__Requirement__
Arrange the lines below as a JSON list of strings, one string per line, omitting blank lines and leaving out the pictures.

__Available data__
+ + + + +

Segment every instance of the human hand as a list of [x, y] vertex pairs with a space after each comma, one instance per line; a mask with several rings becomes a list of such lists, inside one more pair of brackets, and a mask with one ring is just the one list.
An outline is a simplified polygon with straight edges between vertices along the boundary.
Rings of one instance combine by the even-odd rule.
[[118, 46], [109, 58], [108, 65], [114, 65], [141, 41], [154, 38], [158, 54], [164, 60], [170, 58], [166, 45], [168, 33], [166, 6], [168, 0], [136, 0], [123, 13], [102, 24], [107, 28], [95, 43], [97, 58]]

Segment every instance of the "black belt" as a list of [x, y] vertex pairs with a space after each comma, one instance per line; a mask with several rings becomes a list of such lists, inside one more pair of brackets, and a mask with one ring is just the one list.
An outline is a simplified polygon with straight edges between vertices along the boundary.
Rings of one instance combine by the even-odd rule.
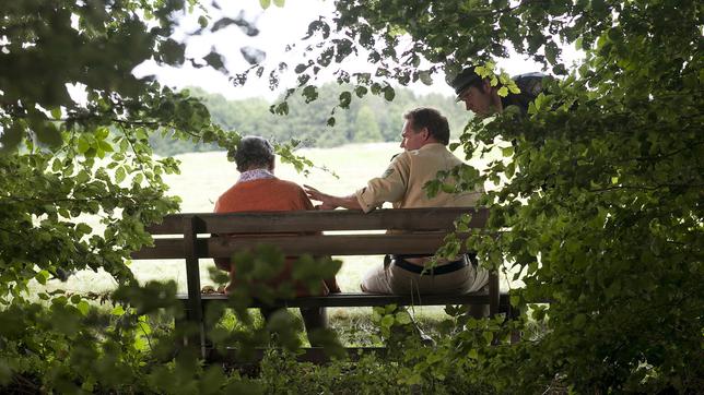
[[[427, 256], [427, 255], [424, 255]], [[396, 266], [399, 266], [400, 268], [404, 271], [409, 271], [412, 273], [416, 273], [420, 275], [439, 275], [439, 274], [447, 274], [447, 273], [453, 273], [457, 272], [460, 268], [465, 268], [467, 266], [467, 260], [461, 259], [453, 262], [448, 262], [445, 265], [442, 266], [435, 266], [432, 268], [425, 268], [419, 265], [414, 265], [404, 258], [410, 258], [409, 255], [392, 255], [391, 263], [394, 263]], [[415, 258], [415, 256], [414, 256]], [[420, 258], [420, 256], [418, 256]]]

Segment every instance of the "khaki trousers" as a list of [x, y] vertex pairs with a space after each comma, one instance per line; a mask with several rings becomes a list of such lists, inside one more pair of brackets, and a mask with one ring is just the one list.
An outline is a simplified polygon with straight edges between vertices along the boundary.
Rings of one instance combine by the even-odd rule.
[[451, 273], [420, 275], [391, 263], [367, 272], [361, 288], [365, 292], [387, 295], [462, 295], [476, 292], [488, 283], [489, 271], [471, 264]]

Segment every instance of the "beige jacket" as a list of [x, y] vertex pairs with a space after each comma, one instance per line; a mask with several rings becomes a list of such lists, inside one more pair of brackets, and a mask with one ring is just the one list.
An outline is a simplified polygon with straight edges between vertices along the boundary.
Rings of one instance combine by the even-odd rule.
[[355, 195], [365, 213], [384, 202], [392, 203], [394, 208], [471, 207], [477, 204], [480, 190], [464, 193], [439, 191], [431, 199], [423, 189], [426, 182], [437, 177], [438, 171], [450, 170], [461, 164], [445, 145], [426, 144], [396, 156], [382, 177], [371, 179]]

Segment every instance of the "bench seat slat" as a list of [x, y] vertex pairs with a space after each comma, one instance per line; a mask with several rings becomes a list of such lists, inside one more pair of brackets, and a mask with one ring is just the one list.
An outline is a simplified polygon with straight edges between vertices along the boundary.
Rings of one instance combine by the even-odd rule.
[[[444, 234], [410, 235], [316, 235], [279, 237], [221, 237], [199, 239], [198, 258], [230, 258], [234, 251], [251, 249], [266, 243], [277, 246], [284, 254], [378, 255], [433, 254], [443, 244]], [[132, 253], [134, 260], [178, 259], [184, 256], [183, 239], [156, 239], [153, 248]]]
[[148, 227], [152, 235], [181, 234], [184, 219], [197, 216], [198, 234], [262, 234], [317, 230], [373, 230], [373, 229], [453, 229], [460, 215], [471, 213], [470, 228], [485, 225], [486, 210], [467, 207], [376, 210], [364, 214], [361, 211], [309, 211], [228, 214], [175, 214], [162, 224]]
[[[187, 300], [188, 295], [179, 294], [178, 298]], [[226, 302], [227, 296], [223, 294], [204, 294], [201, 296], [203, 304], [211, 302]], [[290, 300], [281, 300], [275, 306], [286, 308], [309, 308], [309, 307], [329, 307], [329, 308], [349, 308], [349, 307], [371, 307], [371, 306], [445, 306], [445, 304], [489, 304], [489, 294], [474, 292], [466, 295], [423, 295], [411, 297], [410, 295], [376, 295], [360, 292], [342, 292], [328, 296], [304, 297]], [[509, 304], [508, 294], [502, 294], [500, 306], [506, 308]], [[253, 308], [261, 307], [261, 303], [255, 302]]]

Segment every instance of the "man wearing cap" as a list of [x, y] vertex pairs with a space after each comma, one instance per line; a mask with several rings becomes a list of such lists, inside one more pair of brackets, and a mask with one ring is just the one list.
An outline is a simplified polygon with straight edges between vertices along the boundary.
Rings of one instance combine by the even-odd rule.
[[457, 94], [457, 101], [465, 101], [468, 111], [479, 117], [488, 117], [492, 113], [502, 112], [508, 106], [517, 106], [521, 113], [528, 112], [528, 105], [535, 100], [542, 91], [542, 73], [520, 74], [513, 80], [520, 89], [520, 93], [508, 93], [505, 97], [498, 96], [501, 83], [492, 86], [489, 79], [482, 79], [474, 71], [474, 67], [465, 68], [457, 74], [449, 85]]
[[[392, 203], [395, 208], [474, 206], [480, 191], [441, 191], [429, 198], [423, 189], [426, 182], [435, 180], [438, 171], [462, 165], [447, 149], [447, 118], [432, 108], [416, 108], [403, 118], [401, 137], [406, 151], [391, 160], [382, 177], [371, 179], [366, 187], [348, 196], [332, 196], [304, 185], [308, 196], [322, 202], [324, 210], [344, 207], [365, 213], [384, 202]], [[383, 266], [364, 276], [361, 288], [365, 292], [395, 295], [466, 294], [480, 290], [489, 280], [488, 271], [479, 267], [473, 256], [437, 262], [432, 270], [424, 271], [429, 261], [430, 256], [387, 256]]]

+ + + + +

__Solution to this problem__
[
  "Segment every instance of the human hand as a list of [x, y] vertex pairs with a space after each comma, one instance per line; a mask with several rings becomes a list of such lists, inside one more pair of brackets, and a mask with one ring is just the one list.",
  "An outline is a simplified polygon with straight edges between vertices along the boundary.",
  "Rings of one instance combine by the even-odd rule.",
  "[[118, 46], [109, 58], [108, 65], [114, 65], [141, 41], [154, 38], [158, 54], [164, 60], [170, 58], [166, 45], [168, 33], [166, 6], [168, 0], [136, 0], [123, 13], [102, 24], [107, 28], [95, 43], [97, 58]]",
  "Segment every instance of the \"black belt\" as a list of [x, y] vertex pairs with a space after each comma, one instance per line; a mask with several rings becomes a list of such lists, inside one more pair of brackets, and a mask with one ring is just the one list.",
  "An outline is a simplified polygon with straight edges between vertices along the boundary.",
  "Rings of one instance combine by the even-odd rule.",
  "[[[427, 256], [427, 255], [424, 255]], [[396, 266], [399, 266], [400, 268], [404, 271], [409, 271], [412, 273], [416, 273], [420, 275], [439, 275], [439, 274], [447, 274], [447, 273], [453, 273], [457, 272], [460, 268], [465, 268], [467, 266], [467, 260], [461, 259], [453, 262], [448, 262], [445, 265], [442, 266], [435, 266], [432, 268], [425, 268], [419, 265], [414, 265], [404, 258], [410, 258], [409, 255], [392, 255], [391, 263], [394, 263]], [[415, 258], [415, 256], [414, 256]], [[420, 258], [420, 256], [418, 256]]]",
  "Segment every instance of the \"khaki trousers\" as a list of [x, y] vertex pairs with a space after each comma, one instance per line; a mask with several rings becomes a list of such lists, inside one more pair of brackets, and a mask with one ring is just the one list.",
  "An outline is a simplified polygon with straight edges between vertices along the boundary.",
  "Rings of one instance combine by the even-odd rule.",
  "[[451, 273], [420, 275], [391, 263], [367, 272], [361, 288], [365, 292], [387, 295], [462, 295], [476, 292], [488, 283], [489, 271], [471, 264]]",
  "Segment every instance of the \"beige jacket\" as a list of [x, y] vertex pairs with a space after each comma, one instance per line; a mask with several rings becomes a list of such lists, inside one more pair of brackets, and a mask with one ring is just the one list.",
  "An outline is a simplified polygon with straight edges between vertices along the boundary.",
  "Rings of one instance combine by the even-odd rule.",
  "[[355, 195], [365, 213], [384, 202], [392, 203], [394, 208], [471, 207], [477, 204], [480, 190], [464, 193], [439, 191], [431, 199], [423, 189], [426, 182], [437, 177], [438, 171], [450, 170], [461, 164], [445, 145], [426, 144], [396, 156], [382, 177], [371, 179]]",
  "Segment every instance of the \"bench seat slat\" as a list of [x, y] vertex pairs with a space after each comma, one instance per line; a mask with several rings becomes a list of such lists, inside one more pair of brackets, and a mask with one ring is just the one list.",
  "An outline is a simplified polygon with straight edges between vertices along the boundary.",
  "Rings of one instance combine by the even-odd rule.",
  "[[[444, 234], [410, 235], [316, 235], [279, 237], [221, 237], [199, 239], [198, 258], [230, 258], [234, 251], [251, 249], [266, 243], [277, 246], [284, 254], [378, 255], [433, 254], [443, 244]], [[132, 253], [134, 260], [178, 259], [184, 256], [183, 239], [156, 239], [153, 248]]]",
  "[[148, 227], [152, 235], [181, 234], [184, 219], [197, 216], [198, 234], [262, 234], [317, 230], [373, 230], [373, 229], [453, 229], [460, 215], [471, 213], [470, 228], [485, 225], [486, 210], [467, 207], [376, 210], [364, 214], [361, 211], [309, 211], [228, 214], [175, 214], [162, 224]]",
  "[[[187, 300], [188, 295], [179, 294], [178, 298]], [[226, 302], [227, 296], [223, 294], [204, 294], [201, 296], [203, 304], [211, 302]], [[290, 300], [281, 300], [275, 306], [286, 308], [309, 308], [309, 307], [329, 307], [329, 308], [349, 308], [349, 307], [371, 307], [371, 306], [445, 306], [445, 304], [489, 304], [489, 294], [474, 292], [466, 295], [423, 295], [411, 297], [410, 295], [376, 295], [360, 292], [342, 292], [328, 296], [304, 297]], [[509, 304], [508, 294], [502, 294], [500, 306], [506, 308]], [[253, 308], [261, 307], [261, 303], [255, 302]]]",
  "Segment every instance of the \"man wearing cap\" as a list of [x, y] vertex pairs with a space after each comma, one instance per line; a mask with several rings becomes a list of such lists, inside one more pair of brackets, and a mask with one ring is just the one list.",
  "An outline is a simplified polygon with straight edges between vertices along the boundary.",
  "Rings of one instance combine by the even-odd rule.",
  "[[457, 94], [457, 101], [465, 101], [468, 111], [479, 117], [488, 117], [492, 113], [502, 112], [508, 106], [517, 106], [521, 113], [528, 112], [528, 105], [535, 100], [542, 91], [542, 73], [520, 74], [513, 80], [520, 89], [520, 93], [508, 93], [505, 97], [498, 96], [501, 83], [492, 86], [489, 79], [482, 79], [474, 71], [474, 67], [465, 68], [457, 74], [449, 85]]",
  "[[[392, 203], [395, 208], [474, 206], [480, 191], [441, 191], [429, 198], [423, 189], [426, 182], [435, 180], [438, 171], [462, 165], [447, 149], [447, 118], [432, 108], [416, 108], [403, 118], [401, 137], [406, 151], [391, 160], [382, 177], [371, 179], [366, 187], [348, 196], [332, 196], [304, 185], [308, 196], [322, 202], [324, 210], [344, 207], [365, 213], [384, 202]], [[383, 266], [364, 276], [361, 288], [365, 292], [395, 295], [466, 294], [480, 290], [489, 280], [488, 271], [479, 267], [473, 256], [437, 262], [432, 270], [424, 271], [429, 261], [430, 256], [387, 256]]]"
]